** START Extract **
Under Chapter 78, a 2011 state law, a Princeton teacher earning $78,000 a year (the 2014 average district salary) pays between 23 percent and 33 percent of his or her insurance premiums, reducing take-home pay by $4000 to $7500. These rates, combined with previously-agreed-to austerity measures, mean that some district teachers’ take-home pay is less now than it was eight or nine years ago.

To their credit, the Board has responded to this financial strain by offering to offset teachers’ premium contributions. But rather than reducing teachers’ paycheck deductions, the Board proposes salary stipends or reimbursements. Why does this matter? Money is money. What difference does it make if the Board wants to give a stipend instead of reducing premium payments? As it turns out, it makes a big difference. Since 2010, New Jersey has capped localities’ annual tax increases at 2 percent, roughly equivalent to inflation; voters must approve any amount over that limit. But the law also grants discretionary waivers for costs local officials can’t control, including health care. Each year since 2010, over 40 percent of New Jersey municipalities have used such exceptions to exceed the 2 percent limit. Even the current Princeton municipal budget is 4 percent higher than last year’s, thanks partly to the health care waiver.

Money spent to reduce teachers’ premium contributions could help the district qualify for a health care waiver in the future, which the Board could choose to use or not. Stipends, in contrast, would not count towards a waiver, and would come from general funds. It’s not hard to imagine how this would play out in the next round of teacher contract negotiations. Health care relief would be pitted against the district’s other needs, producing more of the rancor and frustration we have witnessed over the past year.

As Princeton residents, we know that our property values – not to mention our quality of life – depend on the excellence of our public schools. Moreover, the cost of a health care waiver for the individual taxpayer need not be high. This spring, for instance, the Board used a $400,000 health care waiver that increased the property taxes on an $800,560 home (Princeton’s average assessed home value) by less than $39 a year. We consider this a small price to pay to safeguard the quality of our public education.
** END Extract **
** START Stored data **
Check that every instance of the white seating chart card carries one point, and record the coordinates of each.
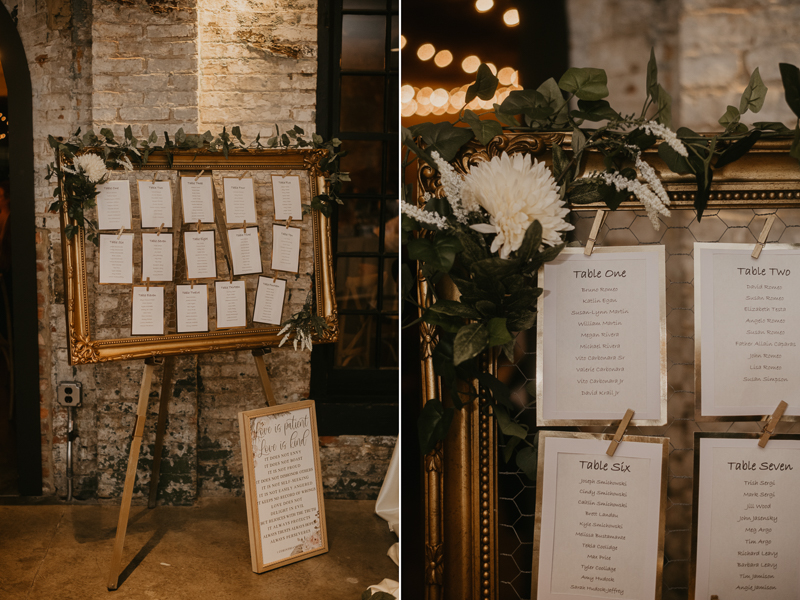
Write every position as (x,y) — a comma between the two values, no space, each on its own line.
(747,324)
(197,199)
(155,203)
(201,257)
(602,337)
(231,304)
(747,534)
(192,308)
(157,257)
(245,247)
(147,310)
(286,195)
(116,258)
(269,300)
(601,531)
(283,486)
(240,200)
(114,205)
(285,248)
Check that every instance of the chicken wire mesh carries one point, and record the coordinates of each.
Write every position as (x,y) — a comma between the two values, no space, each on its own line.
(678,233)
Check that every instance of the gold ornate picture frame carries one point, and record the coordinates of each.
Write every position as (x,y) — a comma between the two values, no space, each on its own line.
(80,295)
(463,477)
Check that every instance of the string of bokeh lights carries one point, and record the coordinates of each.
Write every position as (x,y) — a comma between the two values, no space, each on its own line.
(427,101)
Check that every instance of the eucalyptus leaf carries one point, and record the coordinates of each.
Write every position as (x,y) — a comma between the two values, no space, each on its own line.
(738,149)
(753,95)
(445,138)
(484,130)
(498,332)
(731,116)
(454,309)
(434,421)
(675,162)
(586,83)
(484,87)
(790,75)
(470,341)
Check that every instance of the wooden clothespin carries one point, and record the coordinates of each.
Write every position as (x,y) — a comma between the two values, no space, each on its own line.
(623,425)
(772,423)
(762,239)
(598,223)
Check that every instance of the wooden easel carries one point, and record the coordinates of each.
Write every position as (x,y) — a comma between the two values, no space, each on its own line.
(136,444)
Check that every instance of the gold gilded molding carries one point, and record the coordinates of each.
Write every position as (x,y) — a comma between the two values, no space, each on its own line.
(84,348)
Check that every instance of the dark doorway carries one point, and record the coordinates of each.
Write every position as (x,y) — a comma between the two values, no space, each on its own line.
(20,441)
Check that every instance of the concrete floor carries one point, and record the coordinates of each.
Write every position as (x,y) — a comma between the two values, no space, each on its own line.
(61,552)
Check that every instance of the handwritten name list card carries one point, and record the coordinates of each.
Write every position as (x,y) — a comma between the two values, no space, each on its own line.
(147,307)
(240,200)
(602,332)
(201,257)
(282,481)
(114,205)
(197,199)
(116,258)
(601,531)
(155,202)
(747,315)
(747,530)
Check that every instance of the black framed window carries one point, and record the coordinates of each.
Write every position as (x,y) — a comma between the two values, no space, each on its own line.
(356,379)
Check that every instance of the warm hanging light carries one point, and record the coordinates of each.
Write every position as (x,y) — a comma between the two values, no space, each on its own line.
(511,17)
(426,52)
(443,58)
(471,64)
(439,98)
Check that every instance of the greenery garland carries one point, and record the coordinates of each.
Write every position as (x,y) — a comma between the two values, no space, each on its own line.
(453,237)
(85,160)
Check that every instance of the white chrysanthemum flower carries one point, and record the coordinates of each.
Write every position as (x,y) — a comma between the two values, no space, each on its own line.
(90,165)
(516,191)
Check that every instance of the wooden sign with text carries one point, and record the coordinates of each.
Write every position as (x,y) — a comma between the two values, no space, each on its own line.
(283,485)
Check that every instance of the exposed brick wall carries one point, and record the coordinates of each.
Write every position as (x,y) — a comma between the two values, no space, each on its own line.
(196,64)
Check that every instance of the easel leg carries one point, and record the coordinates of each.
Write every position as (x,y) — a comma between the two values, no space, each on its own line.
(130,476)
(163,409)
(258,357)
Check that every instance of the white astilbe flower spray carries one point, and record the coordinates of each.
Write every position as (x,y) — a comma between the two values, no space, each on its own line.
(91,165)
(669,136)
(423,216)
(515,192)
(452,183)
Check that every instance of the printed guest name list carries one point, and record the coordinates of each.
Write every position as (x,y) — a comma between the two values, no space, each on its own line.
(748,533)
(750,330)
(601,352)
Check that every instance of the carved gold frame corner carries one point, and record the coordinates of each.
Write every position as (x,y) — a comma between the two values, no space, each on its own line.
(83,348)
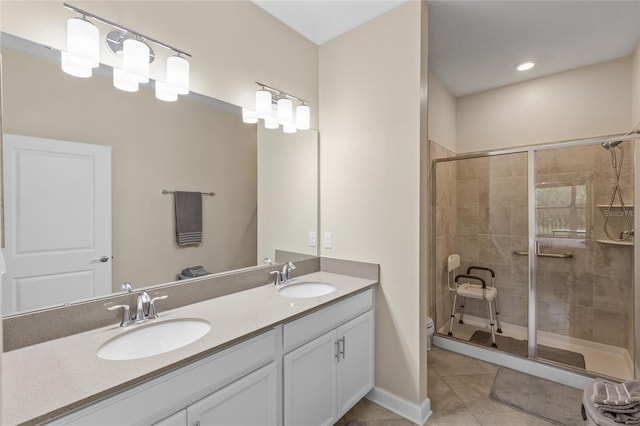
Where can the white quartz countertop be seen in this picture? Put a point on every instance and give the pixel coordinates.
(47, 379)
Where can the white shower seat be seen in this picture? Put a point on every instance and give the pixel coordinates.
(474, 287)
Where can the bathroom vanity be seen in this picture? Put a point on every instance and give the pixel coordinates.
(268, 359)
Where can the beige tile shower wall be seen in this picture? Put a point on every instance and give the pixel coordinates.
(585, 102)
(370, 176)
(220, 157)
(446, 228)
(233, 43)
(492, 221)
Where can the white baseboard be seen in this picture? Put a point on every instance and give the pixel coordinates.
(418, 414)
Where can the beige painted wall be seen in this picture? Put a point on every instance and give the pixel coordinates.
(185, 145)
(442, 114)
(635, 88)
(233, 43)
(287, 191)
(370, 176)
(585, 102)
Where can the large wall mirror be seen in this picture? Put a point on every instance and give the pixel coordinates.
(195, 144)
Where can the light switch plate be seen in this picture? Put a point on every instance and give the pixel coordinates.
(328, 240)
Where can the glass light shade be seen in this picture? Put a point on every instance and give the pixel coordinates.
(263, 104)
(75, 66)
(178, 74)
(271, 122)
(124, 81)
(83, 41)
(285, 111)
(289, 128)
(303, 117)
(135, 59)
(165, 92)
(249, 116)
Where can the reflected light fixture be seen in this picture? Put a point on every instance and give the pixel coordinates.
(275, 107)
(178, 74)
(124, 81)
(524, 66)
(263, 104)
(82, 55)
(135, 59)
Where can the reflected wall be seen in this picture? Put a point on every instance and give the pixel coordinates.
(194, 144)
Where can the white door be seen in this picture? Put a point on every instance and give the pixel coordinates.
(310, 383)
(355, 362)
(250, 401)
(57, 205)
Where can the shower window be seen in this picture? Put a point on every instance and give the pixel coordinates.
(561, 210)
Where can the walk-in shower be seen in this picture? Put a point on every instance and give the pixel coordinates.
(556, 226)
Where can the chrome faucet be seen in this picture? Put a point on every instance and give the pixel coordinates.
(143, 297)
(286, 272)
(278, 277)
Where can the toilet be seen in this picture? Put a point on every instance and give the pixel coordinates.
(430, 331)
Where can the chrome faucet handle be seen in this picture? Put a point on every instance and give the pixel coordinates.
(143, 297)
(126, 315)
(278, 278)
(152, 307)
(290, 267)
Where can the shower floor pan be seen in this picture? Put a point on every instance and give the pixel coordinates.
(599, 358)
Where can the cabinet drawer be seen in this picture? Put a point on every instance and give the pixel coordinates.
(313, 325)
(154, 400)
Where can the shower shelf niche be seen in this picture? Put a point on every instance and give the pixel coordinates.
(615, 243)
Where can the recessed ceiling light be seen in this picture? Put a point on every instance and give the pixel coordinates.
(524, 66)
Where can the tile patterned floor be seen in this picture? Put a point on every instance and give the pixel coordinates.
(459, 392)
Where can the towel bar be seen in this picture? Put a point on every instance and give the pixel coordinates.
(164, 191)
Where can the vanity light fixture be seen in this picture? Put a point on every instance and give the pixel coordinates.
(82, 55)
(275, 107)
(524, 66)
(83, 49)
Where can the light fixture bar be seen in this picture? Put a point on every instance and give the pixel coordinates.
(124, 29)
(281, 93)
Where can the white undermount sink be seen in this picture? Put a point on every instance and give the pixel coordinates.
(304, 289)
(153, 339)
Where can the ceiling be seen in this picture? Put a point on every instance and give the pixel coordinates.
(475, 44)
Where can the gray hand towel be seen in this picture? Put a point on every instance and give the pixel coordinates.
(188, 217)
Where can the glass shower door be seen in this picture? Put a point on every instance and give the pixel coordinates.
(582, 280)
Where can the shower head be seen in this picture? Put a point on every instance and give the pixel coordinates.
(609, 145)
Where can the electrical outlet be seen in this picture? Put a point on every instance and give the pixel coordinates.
(328, 240)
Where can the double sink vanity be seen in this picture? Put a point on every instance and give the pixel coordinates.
(297, 353)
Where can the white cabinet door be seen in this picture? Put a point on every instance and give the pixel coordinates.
(310, 383)
(250, 401)
(355, 361)
(177, 419)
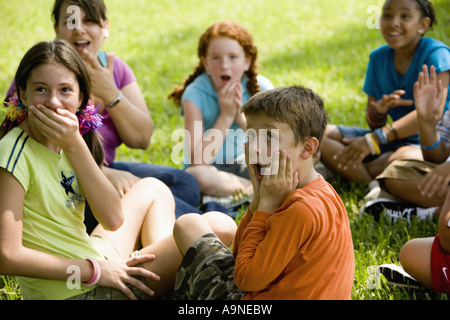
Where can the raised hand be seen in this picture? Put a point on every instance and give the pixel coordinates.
(279, 180)
(428, 94)
(390, 101)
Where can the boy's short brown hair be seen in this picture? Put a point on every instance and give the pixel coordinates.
(301, 108)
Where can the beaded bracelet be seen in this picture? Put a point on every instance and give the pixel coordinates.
(434, 146)
(374, 148)
(95, 275)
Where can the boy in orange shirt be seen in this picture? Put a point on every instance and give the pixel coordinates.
(294, 241)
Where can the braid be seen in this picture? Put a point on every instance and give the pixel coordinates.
(252, 84)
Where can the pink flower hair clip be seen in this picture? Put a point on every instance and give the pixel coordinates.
(15, 110)
(89, 119)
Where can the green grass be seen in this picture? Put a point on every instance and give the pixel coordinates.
(321, 44)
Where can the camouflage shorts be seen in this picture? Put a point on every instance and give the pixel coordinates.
(207, 272)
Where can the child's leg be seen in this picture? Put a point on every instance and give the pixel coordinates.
(331, 146)
(415, 258)
(188, 228)
(217, 183)
(149, 216)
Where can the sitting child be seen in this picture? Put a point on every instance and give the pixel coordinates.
(294, 243)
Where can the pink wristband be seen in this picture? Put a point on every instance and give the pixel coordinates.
(95, 275)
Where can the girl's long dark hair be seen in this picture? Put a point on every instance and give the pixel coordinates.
(58, 51)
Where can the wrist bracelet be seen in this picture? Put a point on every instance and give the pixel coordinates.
(115, 101)
(374, 148)
(381, 135)
(434, 146)
(95, 275)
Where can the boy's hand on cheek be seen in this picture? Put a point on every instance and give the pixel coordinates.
(255, 183)
(279, 180)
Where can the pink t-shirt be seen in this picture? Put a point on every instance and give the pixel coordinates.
(123, 75)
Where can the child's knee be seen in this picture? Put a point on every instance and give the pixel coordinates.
(187, 229)
(223, 226)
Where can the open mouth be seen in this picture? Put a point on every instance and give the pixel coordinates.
(81, 45)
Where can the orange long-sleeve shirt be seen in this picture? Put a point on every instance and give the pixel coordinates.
(302, 251)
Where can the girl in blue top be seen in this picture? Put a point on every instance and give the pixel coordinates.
(211, 99)
(360, 154)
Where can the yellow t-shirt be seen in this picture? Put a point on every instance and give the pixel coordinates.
(53, 210)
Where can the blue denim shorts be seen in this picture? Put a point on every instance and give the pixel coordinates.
(354, 132)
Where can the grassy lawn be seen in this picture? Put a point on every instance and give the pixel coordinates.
(321, 44)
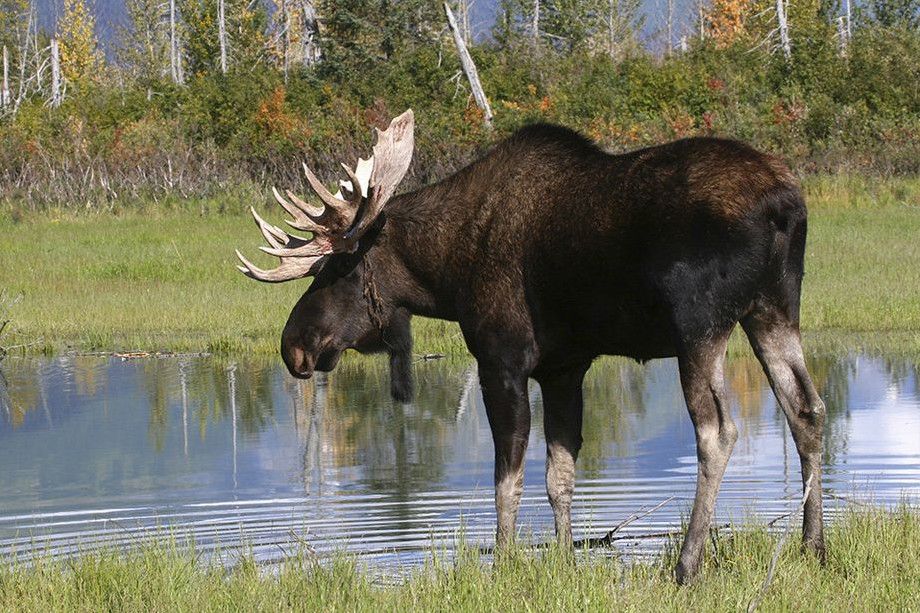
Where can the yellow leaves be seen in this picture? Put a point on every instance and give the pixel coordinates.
(726, 20)
(80, 54)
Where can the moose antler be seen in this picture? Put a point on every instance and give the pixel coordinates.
(338, 224)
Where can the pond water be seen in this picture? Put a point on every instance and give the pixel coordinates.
(99, 451)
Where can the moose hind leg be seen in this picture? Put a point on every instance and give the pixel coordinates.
(562, 419)
(701, 374)
(776, 344)
(508, 410)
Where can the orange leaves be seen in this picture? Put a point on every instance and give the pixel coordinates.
(727, 19)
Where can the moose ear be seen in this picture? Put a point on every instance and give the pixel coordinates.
(398, 337)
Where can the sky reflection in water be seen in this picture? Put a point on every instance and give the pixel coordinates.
(100, 451)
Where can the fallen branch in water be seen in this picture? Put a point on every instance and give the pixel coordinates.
(608, 539)
(778, 549)
(6, 305)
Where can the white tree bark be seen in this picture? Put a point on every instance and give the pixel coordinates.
(849, 20)
(535, 26)
(670, 26)
(56, 89)
(5, 87)
(311, 48)
(469, 68)
(842, 36)
(222, 35)
(175, 60)
(285, 37)
(784, 41)
(701, 18)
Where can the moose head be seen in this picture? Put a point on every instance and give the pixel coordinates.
(341, 310)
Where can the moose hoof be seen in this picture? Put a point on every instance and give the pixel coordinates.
(685, 573)
(815, 547)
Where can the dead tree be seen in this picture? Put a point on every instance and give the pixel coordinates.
(57, 90)
(175, 62)
(783, 27)
(310, 34)
(5, 87)
(469, 68)
(222, 35)
(535, 25)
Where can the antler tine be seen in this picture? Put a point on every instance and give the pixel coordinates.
(339, 206)
(290, 268)
(275, 236)
(301, 221)
(299, 209)
(391, 159)
(356, 188)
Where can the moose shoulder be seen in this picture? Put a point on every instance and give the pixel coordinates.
(550, 252)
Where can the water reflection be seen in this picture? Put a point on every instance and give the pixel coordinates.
(99, 449)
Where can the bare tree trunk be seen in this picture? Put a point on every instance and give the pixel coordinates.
(5, 88)
(175, 62)
(842, 37)
(849, 20)
(56, 93)
(701, 18)
(222, 35)
(611, 30)
(469, 68)
(285, 38)
(463, 9)
(783, 30)
(535, 26)
(311, 49)
(670, 26)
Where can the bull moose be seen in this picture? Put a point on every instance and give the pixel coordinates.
(550, 252)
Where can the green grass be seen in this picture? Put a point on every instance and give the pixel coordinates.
(873, 565)
(163, 278)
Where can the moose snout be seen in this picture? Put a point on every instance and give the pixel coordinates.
(298, 363)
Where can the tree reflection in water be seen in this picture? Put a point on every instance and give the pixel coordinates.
(346, 420)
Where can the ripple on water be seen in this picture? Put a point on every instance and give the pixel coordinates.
(236, 456)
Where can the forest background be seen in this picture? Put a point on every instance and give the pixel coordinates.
(217, 99)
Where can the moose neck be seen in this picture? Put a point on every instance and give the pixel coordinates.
(411, 263)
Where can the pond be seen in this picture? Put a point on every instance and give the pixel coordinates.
(101, 451)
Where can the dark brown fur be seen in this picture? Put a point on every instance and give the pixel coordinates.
(550, 252)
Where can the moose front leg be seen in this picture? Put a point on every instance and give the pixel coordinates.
(562, 419)
(508, 409)
(703, 383)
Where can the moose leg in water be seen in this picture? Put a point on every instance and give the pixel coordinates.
(508, 409)
(562, 419)
(701, 377)
(776, 342)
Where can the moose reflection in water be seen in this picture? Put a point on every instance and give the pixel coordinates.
(239, 454)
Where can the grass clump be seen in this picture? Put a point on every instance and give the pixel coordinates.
(873, 563)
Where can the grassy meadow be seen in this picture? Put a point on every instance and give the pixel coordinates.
(163, 278)
(873, 564)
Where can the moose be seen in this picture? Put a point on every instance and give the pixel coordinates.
(550, 252)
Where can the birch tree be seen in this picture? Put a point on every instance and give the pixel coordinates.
(146, 43)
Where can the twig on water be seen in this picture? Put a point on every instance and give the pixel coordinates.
(778, 549)
(608, 539)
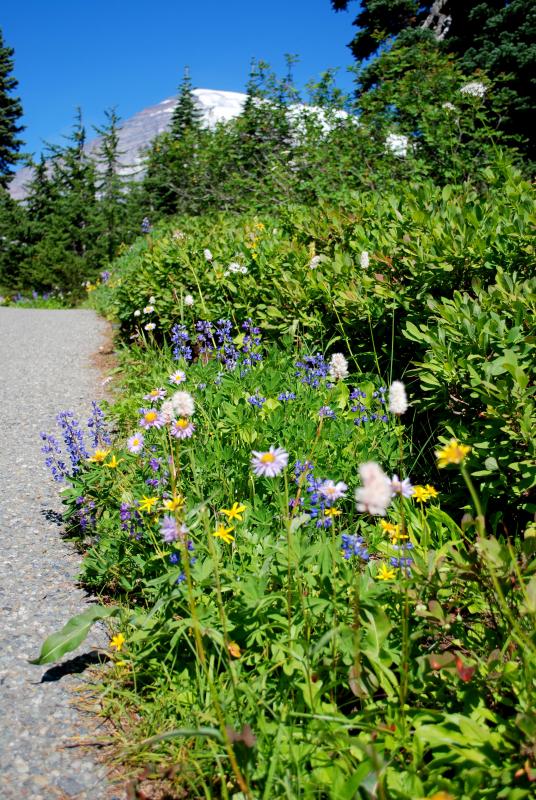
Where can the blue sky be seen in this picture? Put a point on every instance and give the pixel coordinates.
(97, 54)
** END Stored data **
◆ **Required work**: Retype the piece on Princeton teachers' health premiums from "Money spent to" to "the past year.".

◆ **The answer**:
Money spent to reduce teachers’ premium contributions could help the district qualify for a health care waiver in the future, which the Board could choose to use or not. Stipends, in contrast, would not count towards a waiver, and would come from general funds. It’s not hard to imagine how this would play out in the next round of teacher contract negotiations. Health care relief would be pitted against the district’s other needs, producing more of the rancor and frustration we have witnessed over the past year.